Excerpt provided:

* * * *

It is generally believed that the main energy sources come from elastic potential energy exerted by in situ stress and gas energy of the coals during an outburst process. The energy analysis results of the field outburst cases and outburst simulation tests both show that the gas energy is generally about 10–1000 times higher than the elastic potential energy [7,8,38]. Jiang et al. [9] considered that the energy of gas expansion in the gas energy is actually the energy leading to the destruction and ejection of coals in the outburst process, analyzing the whole outburst process and its energy dissipation law. The outburst risk of coal seam can be identified by using the initial released expansion energy of gas of the coal mass. The experimental results show that the gas expansion energy released by coals in the first 13 s is approximately in the proportion of 14–16% of the gas energy [7,20,33]. In the calculation of gas expansion energy, gas velocity is a key parameter, reflecting the dynamic performance of gas desorption to a certain extent, and the gas velocity can be calculated in Figure 1.

The gas velocity at different times during the gas initial desorption is shown in Figure 8, indicating that it can be divided into four stages in the entire change process. In Stage 1, the gas velocity is greater than the sound velocity, decreasing slowly and linearly with time. After entering Stage 2, the gas velocity decreases rapidly and linearly to approximately 100 m/s. In Stage 3, the gas velocity begins to decrease. In the end, it almost became stable, close to 5 m/s (Stage 4). For the both coal samples, the maximum gas velocity in the entire process is not more than 430 m/s. Figure 8 shows that for the two coal masses, the gas velocity change rate decreases with increasing gas pressure in Stage 1, because of the congestion effect; while during the later three stages, the increased gas pressure increases the gas velocity. Figure 9 presents a comparison of the change in the gas velocity with time under different gas pressures of the TD and PU coals during the initial gas desorption, indicating that the gas velocity of the TD coal is faster compared to the PU coal bearing the same pressure. The results indicate that the increased gas pressure produces the stronger migration ability of gas flow carrying the broken coal mass after an outburst occurrence, especially for the TD coal [37,40].

4. Discussion

4.1. Effect of the Characterization of Gas Initial Desorption on an Outburst Occurrence

An outburst occurs as a kinetic result of coupling and cooperation among multiple parameters. At present, in the related theories of outburst occurrence mechanism, “spherical shell instability” mechanism provides the detailed stage characteristics and the mechanical conditions during an outburst occurrence [9]. This theory has also been validated by many scholars [26,41,42]. The outburst process is divided into three stages in this theory, as shown in Figure 10. And the mechanical conditions satisfying equations can be seen from Equations (1)–(3).

Stage 1:

$${\sigma {}^{″}}_{\mathsf{\theta }}\ge \frac{1+\sin \phi }{1-\sin \phi }{{\sigma }^{″}}_{\mathrm{r}}+\frac{2f_{\mathrm{c}}\cos \phi }{1-\sin \phi }$$

(1)

Stage 2:

$$p_i-p_0\ge M\frac{K_{\mathrm{c}}\sqrt{\pi }}{2\eta \sqrt{r}}$$

(2)

Stage 3:

$$p^{\prime }-p_0\ge \left[1-0.00875\left({\phi }_{\mathrm{i}}-20°\right)\right]\left(1-0.000175\frac{R_{\mathrm{i}}}{t_{\mathrm{i}}}\right)\left(0.3E\frac{t_{\mathrm{i}}{}^2}{R_i{}^2}\right)$$

(3)

* * * *

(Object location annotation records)

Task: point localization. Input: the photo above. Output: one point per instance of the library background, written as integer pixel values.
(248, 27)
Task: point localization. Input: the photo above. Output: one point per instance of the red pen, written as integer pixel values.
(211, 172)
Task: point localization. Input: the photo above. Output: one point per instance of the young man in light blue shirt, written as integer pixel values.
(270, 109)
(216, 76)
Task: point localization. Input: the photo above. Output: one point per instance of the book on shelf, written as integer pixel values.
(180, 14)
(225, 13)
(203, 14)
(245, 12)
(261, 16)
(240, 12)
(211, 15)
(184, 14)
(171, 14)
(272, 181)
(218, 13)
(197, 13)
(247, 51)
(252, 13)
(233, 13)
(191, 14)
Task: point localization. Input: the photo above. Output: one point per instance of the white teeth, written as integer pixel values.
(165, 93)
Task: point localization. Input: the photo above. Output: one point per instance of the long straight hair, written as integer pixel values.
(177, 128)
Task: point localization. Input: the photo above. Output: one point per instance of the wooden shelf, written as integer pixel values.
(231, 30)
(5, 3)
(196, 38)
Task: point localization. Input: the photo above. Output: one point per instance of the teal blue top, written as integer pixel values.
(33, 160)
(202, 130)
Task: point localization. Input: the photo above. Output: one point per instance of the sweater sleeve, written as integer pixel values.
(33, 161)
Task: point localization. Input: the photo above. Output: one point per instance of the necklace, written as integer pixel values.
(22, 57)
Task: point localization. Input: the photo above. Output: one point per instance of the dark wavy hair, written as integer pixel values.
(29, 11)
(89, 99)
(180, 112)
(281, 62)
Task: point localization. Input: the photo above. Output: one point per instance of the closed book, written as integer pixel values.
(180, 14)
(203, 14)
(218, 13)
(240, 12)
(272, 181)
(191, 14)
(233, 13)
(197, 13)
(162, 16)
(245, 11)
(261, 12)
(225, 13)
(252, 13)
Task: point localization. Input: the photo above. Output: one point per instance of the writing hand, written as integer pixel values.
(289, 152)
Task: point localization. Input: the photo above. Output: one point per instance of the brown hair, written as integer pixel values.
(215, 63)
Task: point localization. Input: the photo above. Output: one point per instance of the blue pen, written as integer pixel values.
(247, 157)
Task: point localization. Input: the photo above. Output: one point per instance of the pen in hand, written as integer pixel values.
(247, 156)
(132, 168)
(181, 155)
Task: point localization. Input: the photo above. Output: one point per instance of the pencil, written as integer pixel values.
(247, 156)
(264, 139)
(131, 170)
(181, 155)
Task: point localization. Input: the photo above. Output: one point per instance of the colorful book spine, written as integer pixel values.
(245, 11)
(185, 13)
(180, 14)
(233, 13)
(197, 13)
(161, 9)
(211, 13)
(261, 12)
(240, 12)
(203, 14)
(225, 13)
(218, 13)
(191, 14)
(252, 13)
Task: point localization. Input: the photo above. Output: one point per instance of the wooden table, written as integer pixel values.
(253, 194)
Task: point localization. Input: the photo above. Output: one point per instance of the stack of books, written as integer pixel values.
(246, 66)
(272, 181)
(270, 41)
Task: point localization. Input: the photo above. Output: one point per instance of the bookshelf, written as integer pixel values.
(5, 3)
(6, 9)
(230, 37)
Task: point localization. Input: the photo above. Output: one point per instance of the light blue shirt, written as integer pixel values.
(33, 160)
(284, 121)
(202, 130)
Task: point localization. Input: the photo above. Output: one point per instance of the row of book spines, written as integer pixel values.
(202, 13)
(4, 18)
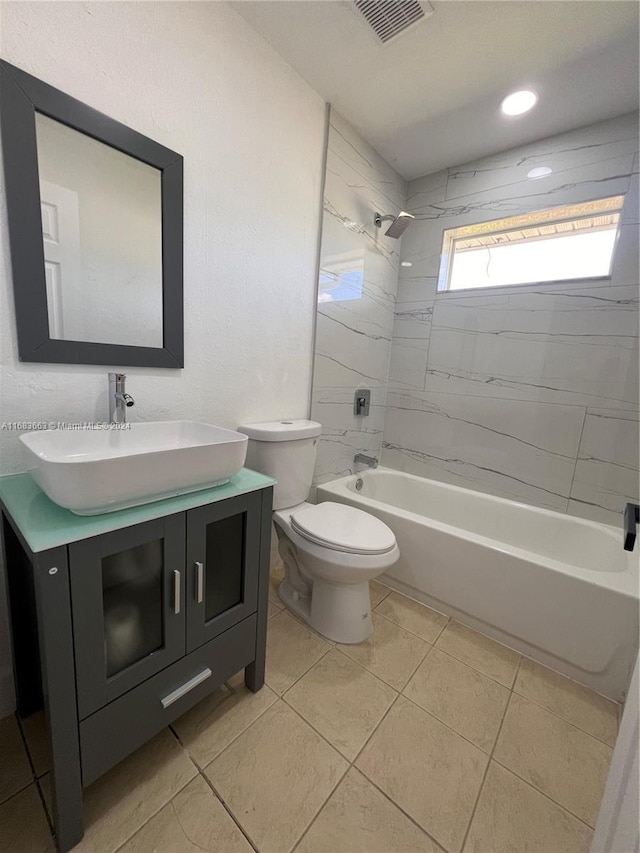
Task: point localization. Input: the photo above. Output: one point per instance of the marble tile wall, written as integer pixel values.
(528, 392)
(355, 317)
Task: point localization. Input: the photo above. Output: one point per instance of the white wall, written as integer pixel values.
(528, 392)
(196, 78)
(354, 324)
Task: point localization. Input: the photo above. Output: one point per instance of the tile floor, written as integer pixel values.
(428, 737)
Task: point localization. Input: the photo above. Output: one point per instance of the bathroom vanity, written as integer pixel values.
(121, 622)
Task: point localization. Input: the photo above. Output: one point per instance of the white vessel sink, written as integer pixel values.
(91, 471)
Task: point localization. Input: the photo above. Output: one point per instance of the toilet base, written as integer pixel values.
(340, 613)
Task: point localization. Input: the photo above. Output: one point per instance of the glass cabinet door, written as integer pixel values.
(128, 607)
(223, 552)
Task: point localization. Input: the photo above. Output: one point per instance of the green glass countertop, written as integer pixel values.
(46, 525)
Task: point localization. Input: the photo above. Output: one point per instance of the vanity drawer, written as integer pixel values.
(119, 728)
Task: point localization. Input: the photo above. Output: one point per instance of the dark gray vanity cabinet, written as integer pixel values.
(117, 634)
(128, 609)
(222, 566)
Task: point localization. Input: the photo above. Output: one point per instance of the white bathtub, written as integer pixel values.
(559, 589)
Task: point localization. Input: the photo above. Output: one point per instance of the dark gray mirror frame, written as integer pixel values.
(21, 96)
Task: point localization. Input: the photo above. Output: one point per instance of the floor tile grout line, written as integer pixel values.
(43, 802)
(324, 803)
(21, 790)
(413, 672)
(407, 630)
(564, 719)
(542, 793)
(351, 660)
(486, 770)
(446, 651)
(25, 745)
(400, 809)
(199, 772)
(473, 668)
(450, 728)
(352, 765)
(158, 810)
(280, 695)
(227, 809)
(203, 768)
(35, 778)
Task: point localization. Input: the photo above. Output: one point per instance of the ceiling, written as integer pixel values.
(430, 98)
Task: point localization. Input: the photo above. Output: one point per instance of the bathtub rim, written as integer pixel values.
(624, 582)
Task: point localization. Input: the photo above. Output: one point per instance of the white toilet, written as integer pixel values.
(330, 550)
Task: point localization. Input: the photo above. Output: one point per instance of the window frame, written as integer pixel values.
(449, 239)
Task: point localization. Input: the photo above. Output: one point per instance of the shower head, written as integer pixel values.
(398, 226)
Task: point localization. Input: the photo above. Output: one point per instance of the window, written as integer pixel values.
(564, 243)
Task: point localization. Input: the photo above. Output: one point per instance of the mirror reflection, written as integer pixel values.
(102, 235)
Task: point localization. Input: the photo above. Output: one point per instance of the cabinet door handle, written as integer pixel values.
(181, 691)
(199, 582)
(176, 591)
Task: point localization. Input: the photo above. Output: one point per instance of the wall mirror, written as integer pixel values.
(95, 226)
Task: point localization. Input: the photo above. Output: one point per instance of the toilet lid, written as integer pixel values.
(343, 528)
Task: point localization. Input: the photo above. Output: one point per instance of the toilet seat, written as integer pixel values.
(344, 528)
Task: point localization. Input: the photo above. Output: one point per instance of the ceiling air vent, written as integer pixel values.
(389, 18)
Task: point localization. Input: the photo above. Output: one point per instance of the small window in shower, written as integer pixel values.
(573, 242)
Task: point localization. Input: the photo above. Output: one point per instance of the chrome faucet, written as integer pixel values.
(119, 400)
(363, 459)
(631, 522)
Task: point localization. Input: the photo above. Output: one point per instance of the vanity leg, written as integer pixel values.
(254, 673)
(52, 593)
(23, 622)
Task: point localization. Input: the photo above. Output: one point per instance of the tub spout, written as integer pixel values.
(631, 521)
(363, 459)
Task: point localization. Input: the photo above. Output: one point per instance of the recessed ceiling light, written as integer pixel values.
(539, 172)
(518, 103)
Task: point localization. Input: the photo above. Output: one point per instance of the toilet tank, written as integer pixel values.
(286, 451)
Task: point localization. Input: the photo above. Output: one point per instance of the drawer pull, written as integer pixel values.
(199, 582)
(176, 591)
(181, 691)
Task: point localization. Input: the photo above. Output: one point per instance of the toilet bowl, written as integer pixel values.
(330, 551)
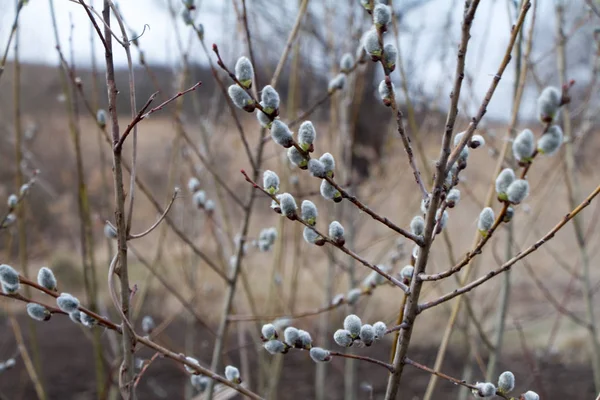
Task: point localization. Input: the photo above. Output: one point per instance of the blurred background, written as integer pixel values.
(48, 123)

* * * *

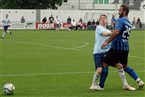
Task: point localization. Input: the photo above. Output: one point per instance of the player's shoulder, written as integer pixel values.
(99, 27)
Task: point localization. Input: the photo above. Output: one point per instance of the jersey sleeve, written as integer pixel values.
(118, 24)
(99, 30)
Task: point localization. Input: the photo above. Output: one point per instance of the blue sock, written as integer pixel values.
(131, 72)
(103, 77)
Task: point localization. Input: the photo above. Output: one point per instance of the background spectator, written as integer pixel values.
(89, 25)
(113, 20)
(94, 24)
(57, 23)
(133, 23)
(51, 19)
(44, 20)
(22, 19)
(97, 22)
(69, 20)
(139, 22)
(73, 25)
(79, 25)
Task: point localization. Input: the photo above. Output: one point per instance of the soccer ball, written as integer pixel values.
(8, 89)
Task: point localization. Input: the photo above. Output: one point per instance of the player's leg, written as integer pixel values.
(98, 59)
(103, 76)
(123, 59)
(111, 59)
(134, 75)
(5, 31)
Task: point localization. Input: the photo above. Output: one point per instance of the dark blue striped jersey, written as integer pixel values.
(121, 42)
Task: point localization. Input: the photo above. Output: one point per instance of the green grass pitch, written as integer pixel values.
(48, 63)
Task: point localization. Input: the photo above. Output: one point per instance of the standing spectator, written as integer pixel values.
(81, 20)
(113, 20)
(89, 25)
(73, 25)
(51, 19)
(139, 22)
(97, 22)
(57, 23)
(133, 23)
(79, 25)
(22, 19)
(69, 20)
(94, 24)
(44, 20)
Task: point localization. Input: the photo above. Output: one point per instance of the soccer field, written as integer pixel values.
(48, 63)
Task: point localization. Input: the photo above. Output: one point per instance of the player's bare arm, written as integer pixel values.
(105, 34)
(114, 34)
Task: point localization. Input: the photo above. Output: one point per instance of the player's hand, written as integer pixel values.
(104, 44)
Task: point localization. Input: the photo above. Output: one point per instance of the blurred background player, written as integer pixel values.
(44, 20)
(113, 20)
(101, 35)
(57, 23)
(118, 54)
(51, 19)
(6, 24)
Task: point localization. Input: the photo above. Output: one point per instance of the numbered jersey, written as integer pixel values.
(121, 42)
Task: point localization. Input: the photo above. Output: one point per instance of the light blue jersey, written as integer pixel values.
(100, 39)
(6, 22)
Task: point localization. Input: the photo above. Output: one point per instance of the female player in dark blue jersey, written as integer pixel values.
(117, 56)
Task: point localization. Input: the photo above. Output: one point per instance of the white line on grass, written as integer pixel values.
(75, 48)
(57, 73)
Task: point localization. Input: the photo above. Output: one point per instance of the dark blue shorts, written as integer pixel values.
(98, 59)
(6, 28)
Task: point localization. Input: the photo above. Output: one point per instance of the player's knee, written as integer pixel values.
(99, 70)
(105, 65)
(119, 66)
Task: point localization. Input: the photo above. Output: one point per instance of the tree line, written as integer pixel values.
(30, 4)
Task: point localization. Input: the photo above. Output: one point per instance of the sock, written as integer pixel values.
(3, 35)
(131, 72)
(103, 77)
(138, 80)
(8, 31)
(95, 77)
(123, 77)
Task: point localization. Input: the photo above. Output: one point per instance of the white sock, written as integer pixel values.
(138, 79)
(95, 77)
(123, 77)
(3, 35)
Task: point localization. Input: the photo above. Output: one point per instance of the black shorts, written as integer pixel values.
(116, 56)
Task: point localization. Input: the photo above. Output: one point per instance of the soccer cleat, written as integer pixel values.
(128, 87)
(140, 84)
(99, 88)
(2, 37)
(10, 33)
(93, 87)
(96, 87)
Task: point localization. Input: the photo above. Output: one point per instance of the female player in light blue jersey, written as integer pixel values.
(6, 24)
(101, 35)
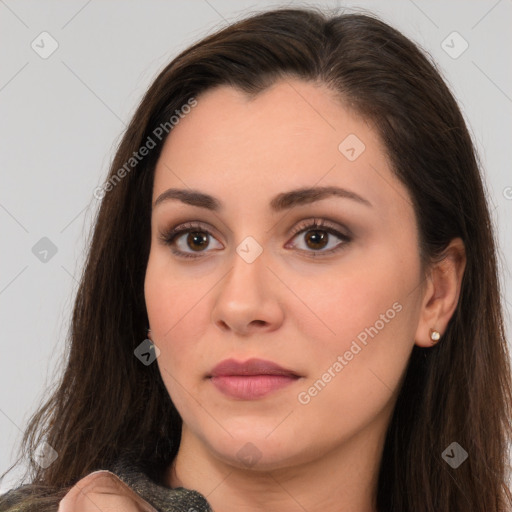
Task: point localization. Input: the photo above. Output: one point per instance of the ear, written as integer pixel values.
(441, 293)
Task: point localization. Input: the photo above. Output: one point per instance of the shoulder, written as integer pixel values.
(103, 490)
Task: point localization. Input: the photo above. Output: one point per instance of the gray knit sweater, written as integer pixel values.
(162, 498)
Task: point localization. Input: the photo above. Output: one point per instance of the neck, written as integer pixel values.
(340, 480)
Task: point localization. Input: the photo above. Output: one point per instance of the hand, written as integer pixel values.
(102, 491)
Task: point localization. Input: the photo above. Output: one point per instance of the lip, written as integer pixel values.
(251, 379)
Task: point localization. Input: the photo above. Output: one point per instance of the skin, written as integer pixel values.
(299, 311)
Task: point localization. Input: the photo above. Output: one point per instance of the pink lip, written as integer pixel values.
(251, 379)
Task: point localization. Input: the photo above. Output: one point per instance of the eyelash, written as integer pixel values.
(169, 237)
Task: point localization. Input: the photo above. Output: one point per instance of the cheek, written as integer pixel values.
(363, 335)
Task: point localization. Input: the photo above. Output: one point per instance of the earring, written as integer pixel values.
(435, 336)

* * * *

Short exercise A:
Answer these questions using the excerpt on coal and gas outbursts:
(i) According to the energy analysis results, about how many times higher is the gas energy than the elastic potential energy?
(ii) In Stage 4, what value does the gas velocity become nearly stable at?
(iii) Into how many stages does the "spherical shell instability" theory divide the outburst process?
Short exercise B: Write out the part of the excerpt on coal and gas outbursts starting at "An outburst occurs" and ending at "from Equations (1)–(3).".
Short exercise C:
Decide whether each statement agrees with the excerpt on coal and gas outbursts. Answer yes or no, and quote the words from the excerpt that settle it.
(i) Under the same pressure, the PU coal has a faster gas velocity than the TD coal.
(ii) For both coal samples, the maximum gas velocity over the entire process does not exceed 430 m/s.
(iii) In the first 13 s, coals release gas expansion energy equal to roughly 14–16% of the gas energy.

Finished answer A:
(i) About 10–1000 times
(ii) Close to 5 m/s
(iii) Three

Finished answer B:
An outburst occurs as a kinetic result of coupling and cooperation among multiple parameters. At present, in the related theories of outburst occurrence mechanism, “spherical shell instability” mechanism provides the detailed stage characteristics and the mechanical conditions during an outburst occurrence [9]. This theory has also been validated by many scholars [26,41,42]. The outburst process is divided into three stages in this theory, as shown in Figure 10. And the mechanical conditions satisfying equations can be seen from Equations (1)–(3).

Finished answer C:
(i) No: "the gas velocity of the TD coal is faster compared to the PU coal bearing the same pressure"
(ii) Yes: "For the both coal samples, the maximum gas velocity in the entire process is not more than 430 m/s."
(iii) Yes: "the gas expansion energy released by coals in the first 13 s is approximately in the proportion of 14–16% of the gas energy"